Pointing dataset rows
╔══
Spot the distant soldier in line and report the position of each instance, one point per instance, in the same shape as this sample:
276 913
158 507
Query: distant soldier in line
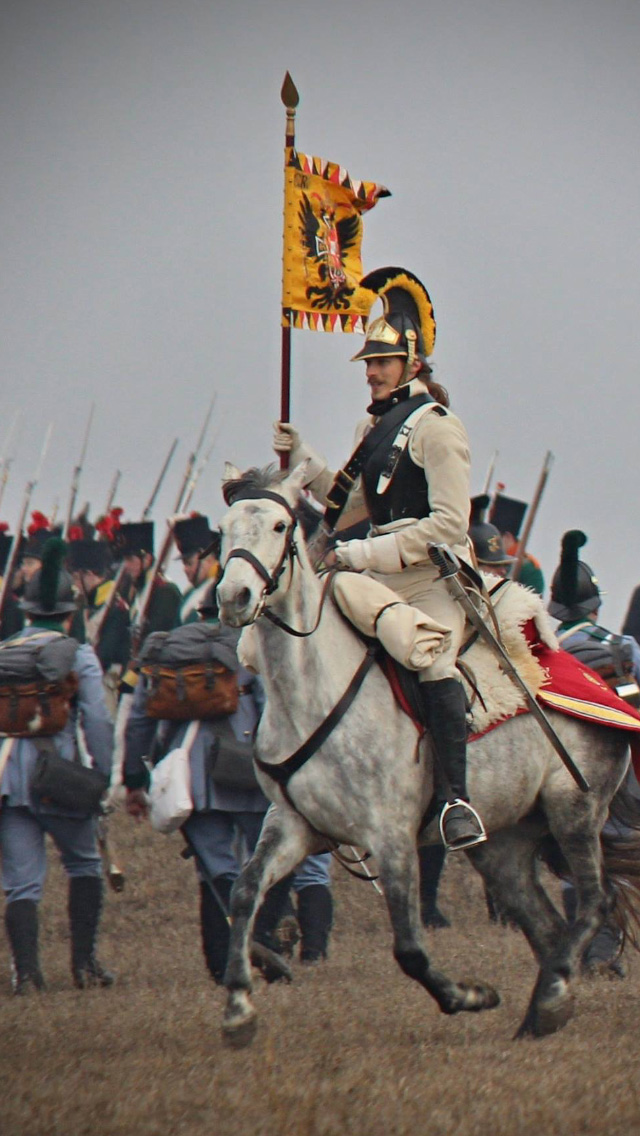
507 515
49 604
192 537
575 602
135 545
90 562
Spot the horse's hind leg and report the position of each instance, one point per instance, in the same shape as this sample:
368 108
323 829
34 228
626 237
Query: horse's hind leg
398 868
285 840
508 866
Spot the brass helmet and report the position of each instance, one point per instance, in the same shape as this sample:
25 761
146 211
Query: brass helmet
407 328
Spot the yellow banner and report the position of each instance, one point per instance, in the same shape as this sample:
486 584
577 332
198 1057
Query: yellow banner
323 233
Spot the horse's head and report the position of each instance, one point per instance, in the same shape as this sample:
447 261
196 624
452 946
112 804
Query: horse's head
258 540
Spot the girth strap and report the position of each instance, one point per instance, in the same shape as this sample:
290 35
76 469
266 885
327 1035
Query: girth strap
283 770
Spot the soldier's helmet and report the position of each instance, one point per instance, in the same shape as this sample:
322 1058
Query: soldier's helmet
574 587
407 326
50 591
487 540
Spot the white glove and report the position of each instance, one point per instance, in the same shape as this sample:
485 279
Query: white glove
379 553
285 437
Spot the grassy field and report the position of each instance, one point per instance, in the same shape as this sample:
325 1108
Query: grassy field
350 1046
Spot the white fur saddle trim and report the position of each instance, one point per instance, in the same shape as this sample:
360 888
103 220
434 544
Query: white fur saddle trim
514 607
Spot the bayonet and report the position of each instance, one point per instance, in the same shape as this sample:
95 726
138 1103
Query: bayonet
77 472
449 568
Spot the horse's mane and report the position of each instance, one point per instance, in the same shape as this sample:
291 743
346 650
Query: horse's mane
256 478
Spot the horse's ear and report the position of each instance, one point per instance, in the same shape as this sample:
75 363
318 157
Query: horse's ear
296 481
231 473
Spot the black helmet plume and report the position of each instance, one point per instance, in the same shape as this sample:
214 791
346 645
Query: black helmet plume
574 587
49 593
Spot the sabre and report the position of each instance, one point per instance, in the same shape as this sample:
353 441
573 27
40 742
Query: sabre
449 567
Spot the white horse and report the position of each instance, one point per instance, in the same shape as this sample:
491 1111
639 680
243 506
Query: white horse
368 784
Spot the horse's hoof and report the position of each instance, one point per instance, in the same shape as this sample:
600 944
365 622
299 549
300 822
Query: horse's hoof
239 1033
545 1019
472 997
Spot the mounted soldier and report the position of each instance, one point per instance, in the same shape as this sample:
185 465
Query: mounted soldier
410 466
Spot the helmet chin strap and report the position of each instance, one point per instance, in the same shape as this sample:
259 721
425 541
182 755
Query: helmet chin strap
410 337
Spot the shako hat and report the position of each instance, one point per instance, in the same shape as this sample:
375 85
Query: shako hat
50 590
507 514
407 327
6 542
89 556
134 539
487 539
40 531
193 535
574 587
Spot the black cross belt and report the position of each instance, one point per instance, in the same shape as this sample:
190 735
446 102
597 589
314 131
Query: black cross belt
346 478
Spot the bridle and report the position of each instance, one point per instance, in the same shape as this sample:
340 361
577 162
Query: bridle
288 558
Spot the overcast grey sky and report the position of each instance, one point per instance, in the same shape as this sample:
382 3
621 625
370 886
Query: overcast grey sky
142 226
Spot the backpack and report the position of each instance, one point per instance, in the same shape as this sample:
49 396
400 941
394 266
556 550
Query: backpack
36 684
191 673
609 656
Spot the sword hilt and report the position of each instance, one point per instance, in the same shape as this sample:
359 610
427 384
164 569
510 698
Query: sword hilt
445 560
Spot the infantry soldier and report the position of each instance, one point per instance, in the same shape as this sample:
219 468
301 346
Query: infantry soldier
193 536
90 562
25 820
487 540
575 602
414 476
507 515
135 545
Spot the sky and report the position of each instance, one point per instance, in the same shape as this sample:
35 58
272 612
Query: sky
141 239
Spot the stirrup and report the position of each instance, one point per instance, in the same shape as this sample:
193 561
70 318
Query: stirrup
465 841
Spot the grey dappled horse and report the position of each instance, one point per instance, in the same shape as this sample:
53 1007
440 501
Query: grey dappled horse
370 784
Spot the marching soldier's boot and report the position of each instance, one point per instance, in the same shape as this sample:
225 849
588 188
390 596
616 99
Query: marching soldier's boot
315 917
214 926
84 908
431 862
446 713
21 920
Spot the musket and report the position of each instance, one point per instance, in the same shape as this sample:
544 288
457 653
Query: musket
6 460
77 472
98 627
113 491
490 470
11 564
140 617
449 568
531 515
╚══
╔══
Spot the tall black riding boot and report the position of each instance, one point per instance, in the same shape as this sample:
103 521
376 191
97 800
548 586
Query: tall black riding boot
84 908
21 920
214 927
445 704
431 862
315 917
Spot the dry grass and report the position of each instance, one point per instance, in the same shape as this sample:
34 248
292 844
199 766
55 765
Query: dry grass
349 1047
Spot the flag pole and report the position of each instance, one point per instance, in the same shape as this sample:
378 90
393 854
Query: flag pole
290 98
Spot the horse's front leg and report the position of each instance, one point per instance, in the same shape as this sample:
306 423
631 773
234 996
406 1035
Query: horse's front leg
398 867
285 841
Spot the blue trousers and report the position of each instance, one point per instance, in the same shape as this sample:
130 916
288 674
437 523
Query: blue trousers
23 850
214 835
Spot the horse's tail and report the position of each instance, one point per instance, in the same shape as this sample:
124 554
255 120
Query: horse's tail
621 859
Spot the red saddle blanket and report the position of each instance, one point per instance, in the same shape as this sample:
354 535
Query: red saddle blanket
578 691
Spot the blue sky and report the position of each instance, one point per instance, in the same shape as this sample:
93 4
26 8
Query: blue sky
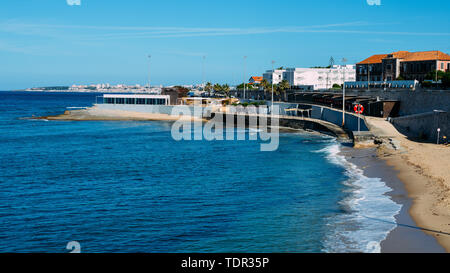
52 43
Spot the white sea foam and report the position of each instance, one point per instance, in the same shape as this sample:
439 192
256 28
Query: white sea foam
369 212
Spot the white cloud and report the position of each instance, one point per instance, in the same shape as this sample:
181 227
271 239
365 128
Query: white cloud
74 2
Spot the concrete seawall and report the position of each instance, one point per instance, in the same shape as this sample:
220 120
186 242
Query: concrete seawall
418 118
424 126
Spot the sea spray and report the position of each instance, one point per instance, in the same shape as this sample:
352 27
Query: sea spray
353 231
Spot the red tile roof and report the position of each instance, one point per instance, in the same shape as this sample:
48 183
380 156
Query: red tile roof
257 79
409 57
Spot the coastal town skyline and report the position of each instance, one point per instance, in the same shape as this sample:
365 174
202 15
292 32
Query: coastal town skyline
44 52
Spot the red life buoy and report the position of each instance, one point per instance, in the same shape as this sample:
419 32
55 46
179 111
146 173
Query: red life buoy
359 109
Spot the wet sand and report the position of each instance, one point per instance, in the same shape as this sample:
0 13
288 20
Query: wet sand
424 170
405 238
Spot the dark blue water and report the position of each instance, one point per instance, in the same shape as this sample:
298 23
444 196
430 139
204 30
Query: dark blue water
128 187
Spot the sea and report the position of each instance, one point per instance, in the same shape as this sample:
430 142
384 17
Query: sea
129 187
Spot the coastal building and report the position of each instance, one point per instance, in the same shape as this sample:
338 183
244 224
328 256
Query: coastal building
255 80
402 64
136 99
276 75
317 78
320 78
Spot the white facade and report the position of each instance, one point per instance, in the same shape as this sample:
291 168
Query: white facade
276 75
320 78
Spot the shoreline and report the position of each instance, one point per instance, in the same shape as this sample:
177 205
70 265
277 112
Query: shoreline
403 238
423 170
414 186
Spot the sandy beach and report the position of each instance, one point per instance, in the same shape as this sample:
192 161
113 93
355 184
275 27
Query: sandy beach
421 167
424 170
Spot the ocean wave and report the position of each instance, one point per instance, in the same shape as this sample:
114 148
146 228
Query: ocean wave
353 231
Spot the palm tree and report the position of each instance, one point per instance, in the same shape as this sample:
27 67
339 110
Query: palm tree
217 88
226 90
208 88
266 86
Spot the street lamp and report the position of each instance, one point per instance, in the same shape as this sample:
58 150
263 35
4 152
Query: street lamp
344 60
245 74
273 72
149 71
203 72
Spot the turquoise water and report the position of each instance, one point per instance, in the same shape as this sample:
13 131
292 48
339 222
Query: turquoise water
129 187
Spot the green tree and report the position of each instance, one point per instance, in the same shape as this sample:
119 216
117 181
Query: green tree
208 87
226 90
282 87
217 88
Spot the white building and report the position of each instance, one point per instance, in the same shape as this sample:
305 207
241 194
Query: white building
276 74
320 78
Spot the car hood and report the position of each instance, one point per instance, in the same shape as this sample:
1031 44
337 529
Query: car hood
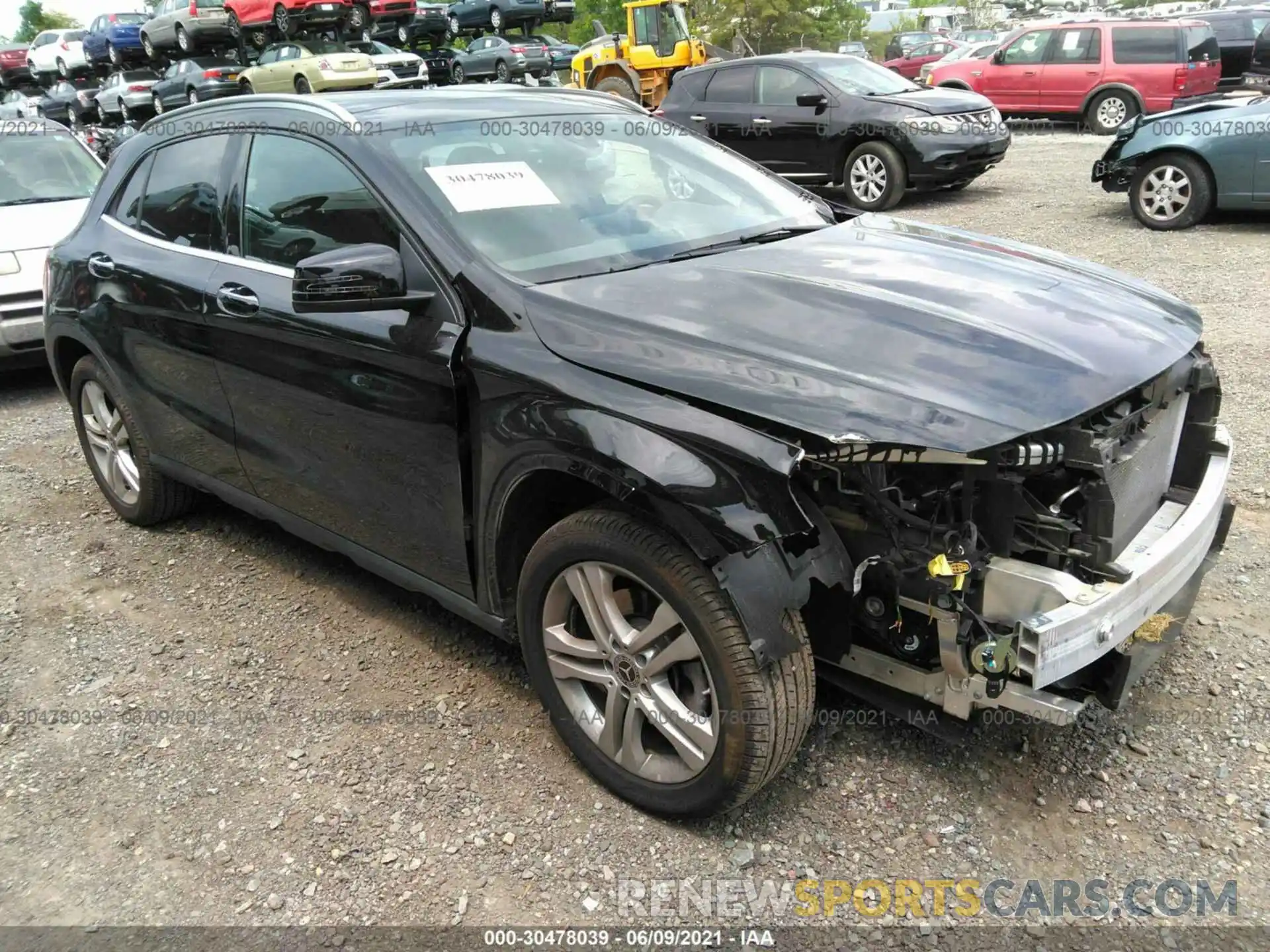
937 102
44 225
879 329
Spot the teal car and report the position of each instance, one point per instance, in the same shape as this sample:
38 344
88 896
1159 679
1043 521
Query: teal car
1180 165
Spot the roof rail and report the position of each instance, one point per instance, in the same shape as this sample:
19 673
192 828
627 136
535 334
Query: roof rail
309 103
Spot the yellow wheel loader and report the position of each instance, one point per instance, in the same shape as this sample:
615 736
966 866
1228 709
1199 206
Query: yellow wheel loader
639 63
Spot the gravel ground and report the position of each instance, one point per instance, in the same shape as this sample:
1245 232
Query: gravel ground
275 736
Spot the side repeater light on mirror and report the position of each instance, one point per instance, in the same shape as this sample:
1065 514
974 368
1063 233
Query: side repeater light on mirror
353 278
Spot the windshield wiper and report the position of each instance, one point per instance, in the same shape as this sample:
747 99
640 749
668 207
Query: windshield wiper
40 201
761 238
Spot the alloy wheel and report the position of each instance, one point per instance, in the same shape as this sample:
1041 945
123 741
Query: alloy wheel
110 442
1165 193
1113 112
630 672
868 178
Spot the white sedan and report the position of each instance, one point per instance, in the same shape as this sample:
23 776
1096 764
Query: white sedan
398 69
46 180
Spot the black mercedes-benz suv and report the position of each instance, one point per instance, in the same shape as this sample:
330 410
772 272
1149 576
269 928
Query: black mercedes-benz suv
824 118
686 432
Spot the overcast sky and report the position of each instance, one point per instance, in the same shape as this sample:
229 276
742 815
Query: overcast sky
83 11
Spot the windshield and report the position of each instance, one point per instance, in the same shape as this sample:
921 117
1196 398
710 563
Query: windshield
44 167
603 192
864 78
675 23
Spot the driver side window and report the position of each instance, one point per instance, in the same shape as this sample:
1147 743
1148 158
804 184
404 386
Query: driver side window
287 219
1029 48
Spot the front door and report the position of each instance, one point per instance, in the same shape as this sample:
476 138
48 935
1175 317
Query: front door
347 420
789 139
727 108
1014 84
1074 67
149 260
╚══
Directions -> Count the lines in the rows above that contain the string "yellow", treating uppercase and lowercase as different. Reply with the number alone.

Full response -> 4